## WRITTEN EXERCISE 1
Reproduce lines from the entries verbatim, starting at the line that contains "Guideline: mark the red" and ending after the line that contains "[[231, 77]]".

## SOURCE DOCUMENT

Personally, I'd use classes to organise your behaviours and the buttons for them - but that's a whole 'nother topic .

Delta_G:
With yield it isn't going to be all that much more responsive. You might not miss the button press, but it is still going to finish the entire animation before it reacts to it.

With the extra checks I put into those loops, tt's not going to finish the animation, it will just finish the delay itself before exiting.

Delta_G:
OK, I didn't see that you added something to the for loop. Still, that seems really hacky compared to just writing it in a non-blocking way.

Oh yeah - totally. I don't do this myself. The only reason I'd consider it is if a sketch already has delays all the way though it and we don't want to do a total rewrite. The stuff I write myself is state machines all the way.

Thank you for all of your suggestions. It's taking some time to try it all out, and read up on different things. But at least now I know what my code does and which approaches can be taken. As I'm quite rusty with my old java, from around 2005, so it takes a little, to write and test, but I will get back when I have some more code for you to read

So I have tried to get down to basics, and this is my code so far.

int ledpin1 = 13;      //pin for yellow led
int ledpin2 = 12;      //pin for green led
int pushbutton1 = 3;   //pin for button 1
int pushbutton2 = 4;   //pin for button 2

//variables for timer 1 (yellow led blink)
unsigned long timeNow1 = 0;   
unsigned long timePrev1 = 0;
unsigned int timeWait1 = 100;

//variables for timer 2 (green led blink)
unsigned long timeNow2 = 0;
unsigned long timePrev2 = 0;
unsigned int timeWait2 = 100;

boolean LEDstatus1 = LOW;   //holds the state of yellow led
boolean LEDstatus2 = LOW;   //holds the state of green led

//variable to hold the cases
enum whichFunction {BLINKGREEN, BLINKYELLOW}
whichFunction = BLINKYELLOW;


void setup() 
{
 pinMode(ledpin1,OUTPUT);
 pinMode(ledpin2,OUTPUT);
 pinMode(pushbutton1, INPUT_PULLUP);
 pinMode(pushbutton2, INPUT_PULLUP);
}


void loop() {

   if (digitalRead(pushbutton1) == LOW)    //reading the state of button 1
   {
       
       whichFunction = BLINKGREEN;     //select case BLINKGREEN
   }
   
   if (digitalRead(pushbutton2) == LOW)    //reading the state of button 2
   {
       
       whichFunction = BLINKYELLOW;    //select case BLINKYELLOW
   }

   switch(whichFunction)     //switch to select the function corrosponding to the case
   {      
     case BLINKGREEN:
        blinkTheGreenLED();
        break;
        
     case BLINKYELLOW:
        blinkTheYellowLED();
        break;
   }

}

//function to blink the yellow led
void blinkTheYellowLED()

## PROVIDED DATA

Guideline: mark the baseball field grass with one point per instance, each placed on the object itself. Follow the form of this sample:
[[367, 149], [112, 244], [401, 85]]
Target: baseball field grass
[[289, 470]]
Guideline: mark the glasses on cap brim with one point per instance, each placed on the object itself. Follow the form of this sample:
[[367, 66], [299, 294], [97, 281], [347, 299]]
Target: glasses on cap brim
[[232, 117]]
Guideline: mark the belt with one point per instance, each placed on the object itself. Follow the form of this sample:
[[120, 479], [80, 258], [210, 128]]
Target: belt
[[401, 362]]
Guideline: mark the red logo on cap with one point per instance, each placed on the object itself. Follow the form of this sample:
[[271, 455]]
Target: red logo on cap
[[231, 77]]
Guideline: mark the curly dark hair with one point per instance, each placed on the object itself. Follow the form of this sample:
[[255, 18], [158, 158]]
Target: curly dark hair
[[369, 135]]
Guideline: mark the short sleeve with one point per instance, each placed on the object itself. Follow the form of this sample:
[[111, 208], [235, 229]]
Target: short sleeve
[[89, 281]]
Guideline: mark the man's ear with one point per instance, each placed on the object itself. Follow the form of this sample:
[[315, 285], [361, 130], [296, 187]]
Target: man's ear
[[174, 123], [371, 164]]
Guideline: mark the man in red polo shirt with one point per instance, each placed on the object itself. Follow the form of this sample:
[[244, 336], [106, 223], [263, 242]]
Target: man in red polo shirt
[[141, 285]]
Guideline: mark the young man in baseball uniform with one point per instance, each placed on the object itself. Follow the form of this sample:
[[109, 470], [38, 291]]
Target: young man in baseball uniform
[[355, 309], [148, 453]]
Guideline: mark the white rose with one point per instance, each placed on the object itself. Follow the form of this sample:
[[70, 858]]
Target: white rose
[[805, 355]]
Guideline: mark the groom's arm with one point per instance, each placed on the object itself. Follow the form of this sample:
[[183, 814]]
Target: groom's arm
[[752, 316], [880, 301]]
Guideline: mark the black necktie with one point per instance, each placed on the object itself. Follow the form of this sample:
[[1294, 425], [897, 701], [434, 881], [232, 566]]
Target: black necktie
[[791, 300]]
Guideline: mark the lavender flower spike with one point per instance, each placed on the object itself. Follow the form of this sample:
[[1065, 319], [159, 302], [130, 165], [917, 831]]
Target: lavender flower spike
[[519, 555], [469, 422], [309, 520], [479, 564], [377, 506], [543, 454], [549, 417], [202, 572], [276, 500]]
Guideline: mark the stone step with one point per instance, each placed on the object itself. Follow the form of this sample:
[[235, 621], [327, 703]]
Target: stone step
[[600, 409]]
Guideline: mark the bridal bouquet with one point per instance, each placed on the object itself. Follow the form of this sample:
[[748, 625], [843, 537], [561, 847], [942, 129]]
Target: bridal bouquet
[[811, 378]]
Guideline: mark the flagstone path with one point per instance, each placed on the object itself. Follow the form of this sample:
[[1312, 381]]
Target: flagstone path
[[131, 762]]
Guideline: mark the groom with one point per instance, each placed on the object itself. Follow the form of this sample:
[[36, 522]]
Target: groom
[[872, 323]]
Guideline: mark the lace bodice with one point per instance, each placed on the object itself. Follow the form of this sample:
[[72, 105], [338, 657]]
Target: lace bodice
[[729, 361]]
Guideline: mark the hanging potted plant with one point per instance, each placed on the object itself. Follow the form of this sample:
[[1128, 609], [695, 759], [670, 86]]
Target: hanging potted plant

## WRITTEN EXERCISE 2
Decide whether each statement below agrees with the forum thread. Answer yes or no for each, and quote the words from the thread that settle it.
(a) The poster who shares the code says their Java experience dates from around 2005.
(b) In the posted code, pin 13 is assigned to the green LED.
(c) The participant who added extra checks to the loops uses that approach in their own sketches.

## WORKED ANSWER 1
Guideline: mark the red logo on cap with one point per instance, each placed on the object itself. Follow the form of this sample:
[[271, 455]]
Target: red logo on cap
[[231, 77]]

## WORKED ANSWER 2
(a) Yes: "As I'm quite rusty with my old java, from around 2005"
(b) No: "int ledpin1 = 13;" is commented "//pin for yellow led"
(c) No: "I don't do this myself."